-- Text shown follows --
The program will follow guidelines set by the United Nations and the World Health Organization (WHO) in preventing deficiency among newborns, said Ma Xu, deputy director of the Science and Technology Institute affiliated with the State Family Planning Commission.

Ma, one of the drafters of the state program, said it will be the largest such project in the world.

Studies show that 4 to 6 percent of around 20 million babies born each year in China suffer from at least one of more than 100 kinds of congenital deficiency, including bifid spine and intellectual abnormalities.

The WHO stresses that prevention of congenital anomalies is an important part of the efforts to guarantee the basic health right of human beings. It calls for all nations to center their mother and baby health plans on this issue.

Ma said that the new plan is expected to help reduce the incidence of congenital diseases among the country's newborns by 20 to 30 percent within five years.

He noted that China will take three steps to implement the program: Measures such as vaccinations and taking nutrients will be encouraged before pregnancy; using gene chips and other advanced technologies to detect some major congenital diseases during pregnancy and taking effective cures to treat possible diseases; and remedial measures such as feeding the newborns with enzymes to prevent or ease possible congenital diseases.
-- Text shown concluded --
-- Recorded information follows --
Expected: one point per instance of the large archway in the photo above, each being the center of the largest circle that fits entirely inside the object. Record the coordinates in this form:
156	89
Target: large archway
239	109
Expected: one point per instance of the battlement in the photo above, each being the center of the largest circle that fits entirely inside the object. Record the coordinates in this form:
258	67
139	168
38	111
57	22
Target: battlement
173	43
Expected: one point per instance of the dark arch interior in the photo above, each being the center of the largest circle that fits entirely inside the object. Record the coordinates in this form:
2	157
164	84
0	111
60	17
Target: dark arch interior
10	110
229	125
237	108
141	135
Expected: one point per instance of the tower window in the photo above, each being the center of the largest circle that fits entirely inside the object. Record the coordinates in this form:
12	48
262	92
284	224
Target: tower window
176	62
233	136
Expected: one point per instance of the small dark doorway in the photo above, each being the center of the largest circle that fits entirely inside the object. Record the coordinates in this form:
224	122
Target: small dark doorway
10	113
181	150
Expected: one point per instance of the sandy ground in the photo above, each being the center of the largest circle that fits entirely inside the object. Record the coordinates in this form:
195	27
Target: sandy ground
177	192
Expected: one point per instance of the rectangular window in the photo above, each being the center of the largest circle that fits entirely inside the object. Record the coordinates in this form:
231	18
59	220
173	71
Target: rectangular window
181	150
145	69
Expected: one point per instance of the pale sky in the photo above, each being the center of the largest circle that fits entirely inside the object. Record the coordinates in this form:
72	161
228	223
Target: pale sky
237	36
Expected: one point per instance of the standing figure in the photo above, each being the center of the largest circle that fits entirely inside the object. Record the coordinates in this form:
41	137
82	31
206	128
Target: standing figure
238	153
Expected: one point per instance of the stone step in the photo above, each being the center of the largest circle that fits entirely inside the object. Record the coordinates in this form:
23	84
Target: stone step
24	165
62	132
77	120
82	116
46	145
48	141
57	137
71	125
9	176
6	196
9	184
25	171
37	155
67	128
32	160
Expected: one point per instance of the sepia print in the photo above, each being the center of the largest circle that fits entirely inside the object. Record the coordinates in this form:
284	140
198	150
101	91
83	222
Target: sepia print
-- Recorded information concluded --
Can you resume the report on China's program to prevent congenital deficiencies in newborns, carrying it on from its last sentence?

Output ▸
The country will make good use of its family planning service network to carry out the new program, Ma said, adding that the country's more than 400,000 professional service staff involved in family planning and medical workers will participate in the project.

Xinhua said that year-long pilot experiments of the program have produced encouraging results in Guizhou Province and the Special Economic Zone in Shenzhen, of southern Guangdong Province.

The family planning policy, adopted three decades ago, is shifting its focus from controlling the size of the population to improving the quality of the population.

They said the country's successful experience in realizing the "low birth rate, low mortality and low growth rate" of its population will lay a good foundation for the country to carry out its enormous eugenic program. In addition, they noted, China can learn a lot from international practices in this respect.